• DOCUMENT PASSAGE
>>>>>

Executing complex SQL queries against large datasets often poses a significant challenge in terms of performance, even when they leverage properly constructed indexes. This challenge becomes particularly pronounced when such queries include numerous conditions combined with the OR operator. These conditions, while necessary for the query logic, can drastically slow down execution times.

A minimalistic and professional abstract representation of SQL database optimization using unions.

In MailWizz, segments are a critical feature that often generate complex SQL queries. This complexity arises from the dynamic nature of user-defined conditions on subscribers' custom fields. These segments, while powerful and flexible, can lead to complex and demanding queries, especially when dealing with large datasets and a variety of user-specified conditions.

The example below shows a segment in MailWizz where we select subscribers matching following condition:

Email not ends with "@hotmail.com" OR Age is greater than 29 OR Country is Greece OR subscribers have opened an email in the last 360 days OR subscribers clicked an email in the last 360 days.

We can also see in the bottom-left of the image, the number of subscribers matching this segment.
This is important for later comparison in our SQL queries.

Showing how a complex segment looks like in MailWizz, where the user apply various conditions to match against their subscribers

All SQL queries shown below are generated using Yii's ActiveRecord implementation, which might result a high number of parenthesis. We did our best to clean them up to make the examples more readable.

When a campaign is launched using this segment, it results in the generation of the following SQL query:

SELECT COUNT(DISTINCT t.subscriber_id) as counter
FROM `list_subscriber` `t`
    LEFT JOIN `list_field_value` `fieldValues772` ON (`fieldValues772`.`subscriber_id`=`t`.`subscriber_id`)

<<<<<

[Data entries]
>>>>>

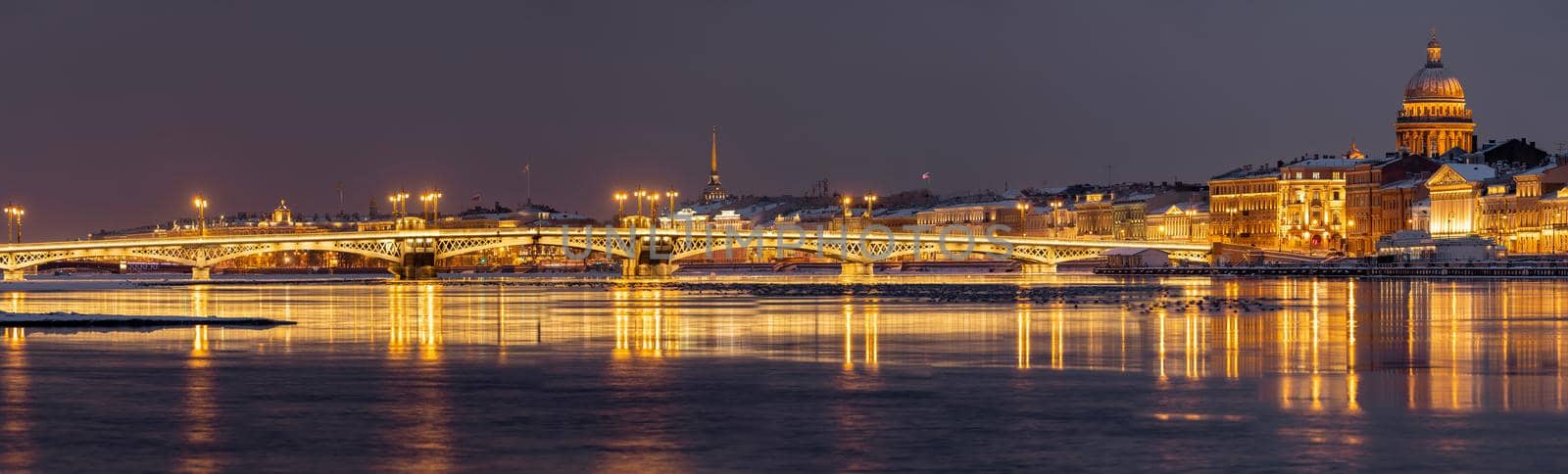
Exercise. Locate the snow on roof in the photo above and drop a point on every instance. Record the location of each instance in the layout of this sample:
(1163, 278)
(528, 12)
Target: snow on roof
(1473, 171)
(1402, 184)
(1247, 171)
(1537, 169)
(1008, 205)
(1134, 198)
(1180, 208)
(1327, 164)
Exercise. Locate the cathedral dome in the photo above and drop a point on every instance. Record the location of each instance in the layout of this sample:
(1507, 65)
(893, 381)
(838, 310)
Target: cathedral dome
(1434, 82)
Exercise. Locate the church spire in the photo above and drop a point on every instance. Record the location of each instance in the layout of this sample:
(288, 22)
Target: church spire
(715, 190)
(713, 153)
(1355, 153)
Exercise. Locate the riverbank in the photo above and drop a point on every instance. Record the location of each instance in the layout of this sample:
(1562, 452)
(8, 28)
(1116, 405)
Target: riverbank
(1366, 272)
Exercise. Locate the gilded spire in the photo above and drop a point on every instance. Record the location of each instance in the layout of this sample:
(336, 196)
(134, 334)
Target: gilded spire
(713, 153)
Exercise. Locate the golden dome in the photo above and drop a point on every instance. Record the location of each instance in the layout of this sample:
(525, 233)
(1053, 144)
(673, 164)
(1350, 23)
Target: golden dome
(1434, 82)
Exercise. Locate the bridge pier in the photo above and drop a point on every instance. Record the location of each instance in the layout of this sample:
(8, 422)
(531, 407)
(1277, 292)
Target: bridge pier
(416, 265)
(854, 268)
(1039, 268)
(634, 268)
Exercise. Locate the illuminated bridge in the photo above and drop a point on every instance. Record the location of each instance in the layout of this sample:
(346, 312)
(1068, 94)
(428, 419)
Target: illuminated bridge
(415, 253)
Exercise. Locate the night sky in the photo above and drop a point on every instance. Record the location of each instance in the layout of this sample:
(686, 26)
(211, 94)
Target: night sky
(115, 114)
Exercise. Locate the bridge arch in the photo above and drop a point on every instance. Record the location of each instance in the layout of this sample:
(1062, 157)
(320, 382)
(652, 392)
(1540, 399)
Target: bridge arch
(31, 260)
(358, 250)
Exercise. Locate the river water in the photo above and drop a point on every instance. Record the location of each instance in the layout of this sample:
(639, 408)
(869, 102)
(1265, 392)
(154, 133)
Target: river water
(510, 377)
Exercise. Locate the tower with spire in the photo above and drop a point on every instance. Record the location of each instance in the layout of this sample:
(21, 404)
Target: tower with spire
(1434, 118)
(713, 192)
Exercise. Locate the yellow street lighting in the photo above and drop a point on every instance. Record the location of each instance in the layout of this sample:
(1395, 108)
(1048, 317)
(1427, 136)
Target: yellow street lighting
(15, 223)
(399, 205)
(201, 213)
(619, 205)
(433, 205)
(671, 193)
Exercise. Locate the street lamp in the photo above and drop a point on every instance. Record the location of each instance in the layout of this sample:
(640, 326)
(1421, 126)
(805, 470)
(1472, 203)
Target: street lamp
(15, 223)
(399, 205)
(201, 213)
(653, 208)
(431, 205)
(671, 193)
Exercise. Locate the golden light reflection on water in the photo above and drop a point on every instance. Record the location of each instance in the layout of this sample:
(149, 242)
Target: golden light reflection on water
(16, 442)
(1333, 347)
(200, 406)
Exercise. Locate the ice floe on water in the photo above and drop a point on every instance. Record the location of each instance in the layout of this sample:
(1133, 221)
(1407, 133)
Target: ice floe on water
(75, 319)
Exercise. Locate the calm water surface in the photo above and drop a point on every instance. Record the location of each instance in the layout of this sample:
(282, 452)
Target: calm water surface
(431, 377)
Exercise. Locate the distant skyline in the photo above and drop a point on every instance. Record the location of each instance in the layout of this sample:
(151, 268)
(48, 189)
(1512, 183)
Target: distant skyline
(117, 114)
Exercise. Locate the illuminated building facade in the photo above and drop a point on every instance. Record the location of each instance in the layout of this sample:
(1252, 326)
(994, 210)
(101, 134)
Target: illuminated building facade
(1379, 197)
(1452, 192)
(1244, 206)
(1186, 221)
(1513, 213)
(1313, 205)
(1434, 118)
(1094, 213)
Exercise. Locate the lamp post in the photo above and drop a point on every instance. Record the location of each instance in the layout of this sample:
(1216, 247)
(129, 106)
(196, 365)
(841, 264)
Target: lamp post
(399, 205)
(201, 213)
(671, 193)
(653, 208)
(435, 205)
(1023, 215)
(619, 206)
(15, 223)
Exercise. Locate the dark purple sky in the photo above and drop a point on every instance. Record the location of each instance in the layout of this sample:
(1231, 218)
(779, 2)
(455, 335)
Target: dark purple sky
(115, 114)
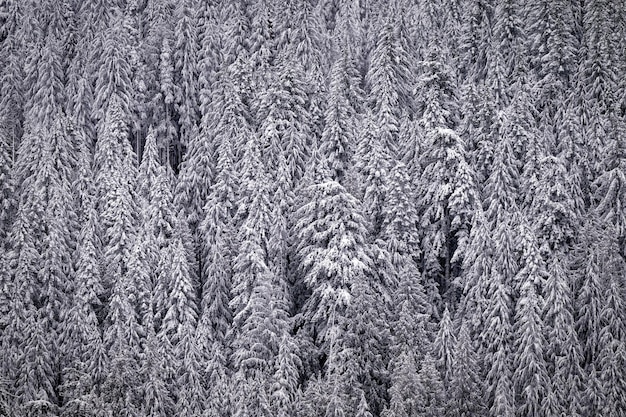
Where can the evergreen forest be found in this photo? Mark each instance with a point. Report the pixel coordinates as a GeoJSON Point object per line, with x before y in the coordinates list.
{"type": "Point", "coordinates": [312, 208]}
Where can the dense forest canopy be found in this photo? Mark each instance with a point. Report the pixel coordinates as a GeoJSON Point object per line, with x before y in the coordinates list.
{"type": "Point", "coordinates": [312, 208]}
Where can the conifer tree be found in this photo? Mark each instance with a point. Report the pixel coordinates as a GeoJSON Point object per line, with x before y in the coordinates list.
{"type": "Point", "coordinates": [444, 345]}
{"type": "Point", "coordinates": [115, 193]}
{"type": "Point", "coordinates": [530, 376]}
{"type": "Point", "coordinates": [186, 70]}
{"type": "Point", "coordinates": [563, 352]}
{"type": "Point", "coordinates": [465, 393]}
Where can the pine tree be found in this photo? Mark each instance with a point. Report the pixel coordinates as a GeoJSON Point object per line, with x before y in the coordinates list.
{"type": "Point", "coordinates": [496, 339]}
{"type": "Point", "coordinates": [122, 344]}
{"type": "Point", "coordinates": [444, 345]}
{"type": "Point", "coordinates": [186, 70]}
{"type": "Point", "coordinates": [331, 231]}
{"type": "Point", "coordinates": [612, 336]}
{"type": "Point", "coordinates": [287, 375]}
{"type": "Point", "coordinates": [530, 376]}
{"type": "Point", "coordinates": [115, 196]}
{"type": "Point", "coordinates": [465, 395]}
{"type": "Point", "coordinates": [563, 352]}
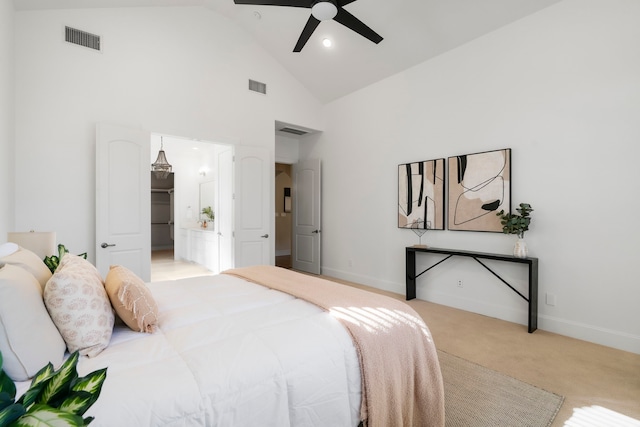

<<<<<

• EXERCISE SET
1. Answer the following questions about the passage on SQL query performance:
(a) Which operator, when used to combine numerous conditions, makes the performance challenge particularly pronounced?
(b) Which MailWizz feature often generates complex SQL queries?
(c) What generates all of the SQL queries shown in the passage?
2. Identify and copy every line of the listing that contains the word "night", treating uppercase and lowercase letters as distinct.

• THE SOLUTIONS
1.
(a) The OR operator.
(b) Segments.
(c) Yii's ActiveRecord implementation.

2.
Exercise. Locate the night sky in the photo above and drop a point on every instance. Record the location of each instance in the layout of this sample:
Target: night sky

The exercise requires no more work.